● Provided data
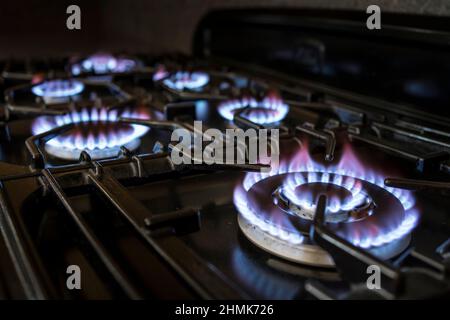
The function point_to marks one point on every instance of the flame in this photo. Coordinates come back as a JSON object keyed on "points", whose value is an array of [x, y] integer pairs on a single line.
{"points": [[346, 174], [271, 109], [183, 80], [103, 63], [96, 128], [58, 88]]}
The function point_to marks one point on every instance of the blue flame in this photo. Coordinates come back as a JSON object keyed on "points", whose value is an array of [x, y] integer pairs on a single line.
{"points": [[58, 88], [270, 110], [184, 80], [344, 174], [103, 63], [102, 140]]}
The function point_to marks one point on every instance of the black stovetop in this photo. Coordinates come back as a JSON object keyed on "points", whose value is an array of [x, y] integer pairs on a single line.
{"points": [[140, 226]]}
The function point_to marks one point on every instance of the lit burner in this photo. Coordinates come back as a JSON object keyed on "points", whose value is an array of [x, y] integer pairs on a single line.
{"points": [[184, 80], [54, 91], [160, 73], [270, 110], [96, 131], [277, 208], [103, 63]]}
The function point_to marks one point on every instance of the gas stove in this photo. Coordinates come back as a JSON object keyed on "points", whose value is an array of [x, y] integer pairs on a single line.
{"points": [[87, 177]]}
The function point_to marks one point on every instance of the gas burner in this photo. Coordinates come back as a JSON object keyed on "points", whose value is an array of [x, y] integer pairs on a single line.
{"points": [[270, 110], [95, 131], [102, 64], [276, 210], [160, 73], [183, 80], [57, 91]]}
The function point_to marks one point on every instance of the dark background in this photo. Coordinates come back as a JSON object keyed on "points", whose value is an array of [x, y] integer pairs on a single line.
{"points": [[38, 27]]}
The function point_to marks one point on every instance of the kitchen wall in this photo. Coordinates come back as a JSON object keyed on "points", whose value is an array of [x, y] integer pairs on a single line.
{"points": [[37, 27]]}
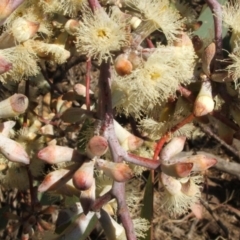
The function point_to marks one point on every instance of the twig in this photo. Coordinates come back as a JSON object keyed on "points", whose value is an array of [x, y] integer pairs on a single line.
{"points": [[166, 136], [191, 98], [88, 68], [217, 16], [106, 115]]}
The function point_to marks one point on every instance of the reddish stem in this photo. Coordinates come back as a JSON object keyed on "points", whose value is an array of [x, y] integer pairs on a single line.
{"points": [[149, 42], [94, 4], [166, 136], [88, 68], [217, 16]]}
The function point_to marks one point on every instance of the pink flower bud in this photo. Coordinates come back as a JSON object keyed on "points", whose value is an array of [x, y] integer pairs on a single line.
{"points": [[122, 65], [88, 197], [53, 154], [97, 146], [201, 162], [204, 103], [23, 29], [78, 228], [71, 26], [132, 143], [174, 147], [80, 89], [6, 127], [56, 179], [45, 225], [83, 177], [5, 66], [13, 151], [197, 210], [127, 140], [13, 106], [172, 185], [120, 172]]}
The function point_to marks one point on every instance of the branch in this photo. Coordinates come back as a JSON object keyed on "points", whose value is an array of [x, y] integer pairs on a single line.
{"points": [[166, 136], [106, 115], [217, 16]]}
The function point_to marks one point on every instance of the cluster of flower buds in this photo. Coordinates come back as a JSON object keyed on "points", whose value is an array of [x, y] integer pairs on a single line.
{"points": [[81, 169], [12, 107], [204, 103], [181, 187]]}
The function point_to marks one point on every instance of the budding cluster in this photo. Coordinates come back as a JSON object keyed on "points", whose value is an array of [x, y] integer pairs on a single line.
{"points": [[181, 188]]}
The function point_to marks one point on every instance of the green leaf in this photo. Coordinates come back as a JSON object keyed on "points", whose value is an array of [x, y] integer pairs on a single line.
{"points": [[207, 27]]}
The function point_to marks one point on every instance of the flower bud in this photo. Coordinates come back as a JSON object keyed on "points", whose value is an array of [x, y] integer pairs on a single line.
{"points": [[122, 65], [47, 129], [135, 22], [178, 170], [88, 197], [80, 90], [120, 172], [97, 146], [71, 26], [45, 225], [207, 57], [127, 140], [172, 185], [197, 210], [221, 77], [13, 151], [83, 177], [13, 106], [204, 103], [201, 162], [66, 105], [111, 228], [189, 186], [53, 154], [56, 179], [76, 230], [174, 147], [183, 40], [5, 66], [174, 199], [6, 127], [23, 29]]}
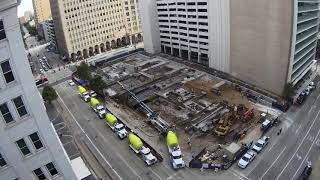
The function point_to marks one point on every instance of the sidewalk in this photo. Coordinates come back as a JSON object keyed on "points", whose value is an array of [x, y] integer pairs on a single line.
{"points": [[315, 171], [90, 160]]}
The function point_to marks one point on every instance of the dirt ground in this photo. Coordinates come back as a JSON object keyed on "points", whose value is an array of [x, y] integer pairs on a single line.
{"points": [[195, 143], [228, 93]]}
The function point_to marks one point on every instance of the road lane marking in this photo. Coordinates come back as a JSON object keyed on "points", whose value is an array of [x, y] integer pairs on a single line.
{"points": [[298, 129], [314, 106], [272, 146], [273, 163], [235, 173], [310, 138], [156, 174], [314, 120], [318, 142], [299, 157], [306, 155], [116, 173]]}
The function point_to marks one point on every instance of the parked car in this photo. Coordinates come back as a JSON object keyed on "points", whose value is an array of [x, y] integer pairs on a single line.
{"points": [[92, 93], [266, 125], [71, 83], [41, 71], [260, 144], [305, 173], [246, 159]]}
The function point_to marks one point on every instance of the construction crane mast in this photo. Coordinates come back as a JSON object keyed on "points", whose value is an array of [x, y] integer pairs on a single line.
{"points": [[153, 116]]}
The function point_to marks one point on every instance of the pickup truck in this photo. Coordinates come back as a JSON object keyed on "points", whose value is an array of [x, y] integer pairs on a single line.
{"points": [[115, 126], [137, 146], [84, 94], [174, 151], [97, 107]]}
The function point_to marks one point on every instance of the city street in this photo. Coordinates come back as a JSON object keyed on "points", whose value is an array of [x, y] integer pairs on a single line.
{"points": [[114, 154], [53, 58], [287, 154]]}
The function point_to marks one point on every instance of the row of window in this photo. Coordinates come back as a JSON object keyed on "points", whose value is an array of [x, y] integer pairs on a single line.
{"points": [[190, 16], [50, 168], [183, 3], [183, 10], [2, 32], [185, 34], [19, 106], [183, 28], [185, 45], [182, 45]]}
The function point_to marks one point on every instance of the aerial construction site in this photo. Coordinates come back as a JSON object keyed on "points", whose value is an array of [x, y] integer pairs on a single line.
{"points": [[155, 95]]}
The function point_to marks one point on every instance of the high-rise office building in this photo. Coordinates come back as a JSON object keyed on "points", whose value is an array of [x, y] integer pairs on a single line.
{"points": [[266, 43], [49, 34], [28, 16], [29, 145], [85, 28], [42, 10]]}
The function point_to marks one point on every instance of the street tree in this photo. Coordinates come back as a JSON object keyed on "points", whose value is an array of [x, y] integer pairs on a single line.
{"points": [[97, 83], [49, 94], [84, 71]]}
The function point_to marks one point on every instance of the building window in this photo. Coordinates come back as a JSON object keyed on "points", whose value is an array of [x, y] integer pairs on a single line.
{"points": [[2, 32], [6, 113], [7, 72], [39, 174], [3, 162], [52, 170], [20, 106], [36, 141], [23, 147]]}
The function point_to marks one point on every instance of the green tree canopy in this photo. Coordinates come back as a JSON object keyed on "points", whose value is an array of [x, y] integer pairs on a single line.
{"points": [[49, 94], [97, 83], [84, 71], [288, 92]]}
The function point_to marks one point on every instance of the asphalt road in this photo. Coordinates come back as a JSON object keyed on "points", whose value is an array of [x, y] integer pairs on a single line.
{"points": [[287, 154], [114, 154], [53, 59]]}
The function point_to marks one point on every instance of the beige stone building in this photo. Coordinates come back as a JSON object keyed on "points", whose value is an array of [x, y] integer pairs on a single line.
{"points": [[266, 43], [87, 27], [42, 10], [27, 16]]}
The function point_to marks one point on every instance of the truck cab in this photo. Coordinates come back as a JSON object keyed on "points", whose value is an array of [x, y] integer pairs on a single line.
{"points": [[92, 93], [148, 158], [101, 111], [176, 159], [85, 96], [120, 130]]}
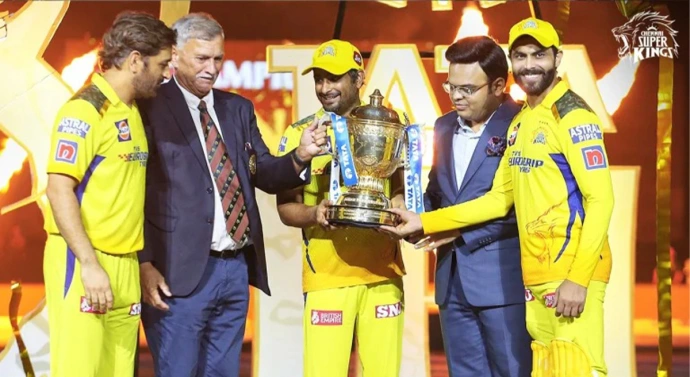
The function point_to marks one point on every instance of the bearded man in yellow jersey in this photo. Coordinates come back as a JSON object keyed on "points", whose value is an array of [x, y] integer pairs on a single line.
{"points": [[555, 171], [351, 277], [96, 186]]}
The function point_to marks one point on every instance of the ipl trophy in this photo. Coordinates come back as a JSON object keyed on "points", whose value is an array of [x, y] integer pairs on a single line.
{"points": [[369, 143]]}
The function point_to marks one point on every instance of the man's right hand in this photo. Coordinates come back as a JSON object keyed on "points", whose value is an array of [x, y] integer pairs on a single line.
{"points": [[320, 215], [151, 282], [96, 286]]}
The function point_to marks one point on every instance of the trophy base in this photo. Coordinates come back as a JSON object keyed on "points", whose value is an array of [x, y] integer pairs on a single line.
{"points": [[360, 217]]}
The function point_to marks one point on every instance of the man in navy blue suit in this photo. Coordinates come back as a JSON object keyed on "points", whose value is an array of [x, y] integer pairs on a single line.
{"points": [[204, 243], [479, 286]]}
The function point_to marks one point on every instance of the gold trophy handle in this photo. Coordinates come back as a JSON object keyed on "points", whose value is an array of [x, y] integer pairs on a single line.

● Work to complete
Set down exactly the lines beginning at the one that holds "of the trophy" and ending with the last line of the data.

● Problem solution
The function point_to marks one point on every instance of the trophy base in this photo. Coordinates come back as a JSON object keyed on "points", whose value is an array of [x, y] integer pairs on a single line.
{"points": [[360, 217]]}
The function point_to marks one point on every instance of the man in navy blue suit in this photo. Coordinates come back as a JSON object keyed on "points", whose value is an array of [x, y] integer pairs on a single line.
{"points": [[204, 243], [479, 286]]}
The function point_to marks one point on every instance of the gold trophy handle in this photo. Coordinates come back as a JSON object keyed on "points", whose value is an array of [x, y] integer pairs on a single line.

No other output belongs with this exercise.